**Set task**
Can you output, word for word, every line of the records below from the line containing "Look at this image and locate every instance of tree" down to the line containing "top-left (0, 177), bottom-right (608, 455)", with both of those lines included?

[Annotated coordinate records]
⟨

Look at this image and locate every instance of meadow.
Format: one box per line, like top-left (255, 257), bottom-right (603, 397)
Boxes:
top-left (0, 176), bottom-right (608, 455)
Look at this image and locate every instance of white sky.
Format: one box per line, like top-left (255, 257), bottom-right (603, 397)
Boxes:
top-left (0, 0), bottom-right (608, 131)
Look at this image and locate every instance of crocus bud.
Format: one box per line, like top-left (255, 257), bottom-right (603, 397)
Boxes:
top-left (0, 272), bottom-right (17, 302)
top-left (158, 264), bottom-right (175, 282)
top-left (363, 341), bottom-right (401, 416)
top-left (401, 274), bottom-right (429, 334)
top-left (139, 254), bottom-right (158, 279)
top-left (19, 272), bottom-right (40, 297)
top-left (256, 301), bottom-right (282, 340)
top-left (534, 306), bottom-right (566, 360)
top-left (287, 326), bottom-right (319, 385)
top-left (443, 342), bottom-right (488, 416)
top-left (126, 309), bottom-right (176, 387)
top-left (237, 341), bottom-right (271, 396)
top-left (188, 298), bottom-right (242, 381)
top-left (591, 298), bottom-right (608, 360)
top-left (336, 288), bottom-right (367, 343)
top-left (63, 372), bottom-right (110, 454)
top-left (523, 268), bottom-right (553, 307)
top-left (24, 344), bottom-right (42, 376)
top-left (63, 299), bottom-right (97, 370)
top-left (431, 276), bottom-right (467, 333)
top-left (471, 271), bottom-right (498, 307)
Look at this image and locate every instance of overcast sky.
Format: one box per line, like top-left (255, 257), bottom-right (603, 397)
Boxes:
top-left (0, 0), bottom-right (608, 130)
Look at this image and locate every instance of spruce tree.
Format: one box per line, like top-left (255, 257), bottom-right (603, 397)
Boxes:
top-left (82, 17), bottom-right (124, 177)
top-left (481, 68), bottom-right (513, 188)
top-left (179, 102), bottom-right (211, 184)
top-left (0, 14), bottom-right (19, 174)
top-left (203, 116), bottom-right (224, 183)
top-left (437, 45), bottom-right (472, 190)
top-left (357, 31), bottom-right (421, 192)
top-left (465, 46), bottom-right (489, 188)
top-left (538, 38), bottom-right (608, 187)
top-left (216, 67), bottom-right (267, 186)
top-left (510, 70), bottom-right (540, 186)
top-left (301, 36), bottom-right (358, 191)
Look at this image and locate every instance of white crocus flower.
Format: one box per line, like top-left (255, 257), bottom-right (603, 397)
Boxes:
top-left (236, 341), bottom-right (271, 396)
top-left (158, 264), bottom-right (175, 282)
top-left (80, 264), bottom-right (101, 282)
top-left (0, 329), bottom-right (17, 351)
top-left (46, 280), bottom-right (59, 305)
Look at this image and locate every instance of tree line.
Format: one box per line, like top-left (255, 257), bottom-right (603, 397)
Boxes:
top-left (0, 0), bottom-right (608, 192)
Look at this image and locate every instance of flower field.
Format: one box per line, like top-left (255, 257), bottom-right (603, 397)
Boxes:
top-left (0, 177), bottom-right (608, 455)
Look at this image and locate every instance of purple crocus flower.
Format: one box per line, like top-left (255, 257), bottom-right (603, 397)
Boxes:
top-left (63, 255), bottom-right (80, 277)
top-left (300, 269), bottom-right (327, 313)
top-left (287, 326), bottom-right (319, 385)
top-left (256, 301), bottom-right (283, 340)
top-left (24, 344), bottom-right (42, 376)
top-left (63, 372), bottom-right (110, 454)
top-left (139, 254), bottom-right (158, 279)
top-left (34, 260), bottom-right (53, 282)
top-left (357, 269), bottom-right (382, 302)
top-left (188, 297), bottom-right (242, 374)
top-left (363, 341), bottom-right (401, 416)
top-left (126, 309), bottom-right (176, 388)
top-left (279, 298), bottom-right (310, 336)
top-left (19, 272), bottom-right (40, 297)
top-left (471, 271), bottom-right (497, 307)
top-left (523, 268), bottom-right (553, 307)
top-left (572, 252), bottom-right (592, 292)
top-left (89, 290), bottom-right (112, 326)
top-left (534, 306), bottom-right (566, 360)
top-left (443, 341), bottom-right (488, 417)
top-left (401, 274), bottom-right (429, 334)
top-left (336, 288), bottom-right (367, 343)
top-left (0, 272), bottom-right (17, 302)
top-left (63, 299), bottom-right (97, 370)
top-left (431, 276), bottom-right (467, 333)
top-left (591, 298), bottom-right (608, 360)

⟩

**Response for this exercise**
Look at this image and locate every instance of tree line.
Format: one box per line, like top-left (255, 257), bottom-right (603, 397)
Boxes:
top-left (0, 0), bottom-right (608, 192)
Look at this image and locate every instance of flower field.
Format: one box per line, like top-left (255, 257), bottom-right (603, 397)
Boxes:
top-left (0, 177), bottom-right (608, 455)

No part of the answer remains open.